▸ **Problems to work on**
- A) What daily circulation does the passage about Steve Stibbens give for Pacific Stars & Stripes?
- B) Retype the passage about Steve Stibbens from "While being around" up to and including "carried into battle.".
- C) Name every place where, according to the passage about Steve Stibbens, GIs received the daily editions of Pacific Stars & Stripes.

▸ **Provided text**
· · ·

Steve had been on patrol 15 miles south of the base at Da Nang when he saw something move about ten feet in front of him, Schieffer wrote in a style of reportage most often associated with their World War II war correspondent predecessor, the famed Ernie Pyle, called a “hometowner.” Stibbens’ attention was immediately drawn to a hole in the ground covered with a lid. Inside were six enemy combatants hiding from the company patrolling the area.
“I looked at them and they looked at me,” Stibbens told Schieffer. 
One of the Marines pulled the lid back and, all at once a hand emerged from the hole with a grenade, pin pulled. He slammed the lid down and the concussion killed three of the hidden VC. The other three were forced out with a smoke bomb, Stibbens told Schieffer.
"I always carried the heavy weight of Ernie Pyle. I had read his books before joining the Corps and they stuck with me, especially when I was in journalism school. Even today, I think of Ernie Pyle when I'm writing about military people. He had a knack for placing the reader in the locale of the story... around the campfire, so to speak."
While being around the campfires himself and plodding through the jungles of Vietnam as a "Striper," Stibbens was always on the lookout for enemy fire. 
Stibbens’ admiration for his employer was also something he carried into battle.
"Stars & Stripes was truly the greatest duty I ever had. In my day, Pacific Stars & Stripes, headquartered in Tokyo, was a real newspaper. They published five editions daily for GIs in Korea, Taiwan, Okinawa, Guam, Hawaii, the Philippines, Thailand and South Vietnam. Daily circulation was 500,000. We had a civilian Managing Editor, City Editor, Features Editor, Sunday Editor, a 10-person art/graphics department, a dozen outstanding Japanese photo lab technicians, our own press, truck drivers, etc. Several hundred people. The only GIs at Stars & Stripes were a dozen or so from each of the services. The civilians were top-notch editors from the great newspapers who had taken a couple years leave of absence for the adventure of Tokyo life. I was the only Marine reporter on staff. There was a staff sergeant in the art department and another staff sergeant in production."
While working for the U.S. Military newspaper is today paramount in Steve’s mind, at the same time, working for Leatherneck and the AP, three somewhat different assignments during his time in Vietnam, he is ever cognizant of those differences that existed in working for each; the main difference being the audience.
"Stripes’ focuses on the grunt and troop-level action for a generally military audience. AP speaks to the world and requires telling the broad story as well."

· · ·

▸ **Data section**
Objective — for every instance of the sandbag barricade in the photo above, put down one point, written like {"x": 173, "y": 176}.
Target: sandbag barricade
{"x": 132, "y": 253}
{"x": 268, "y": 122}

· · ·

▸ **Solutions to the exercise**
- A) 500,000

- B)
While being around the campfires himself and plodding through the jungles of Vietnam as a "Striper," Stibbens was always on the lookout for enemy fire. 
Stibbens’ admiration for his employer was also something he carried into battle.

- C) Korea, Taiwan, Okinawa, Guam, Hawaii, the Philippines, Thailand, South Vietnam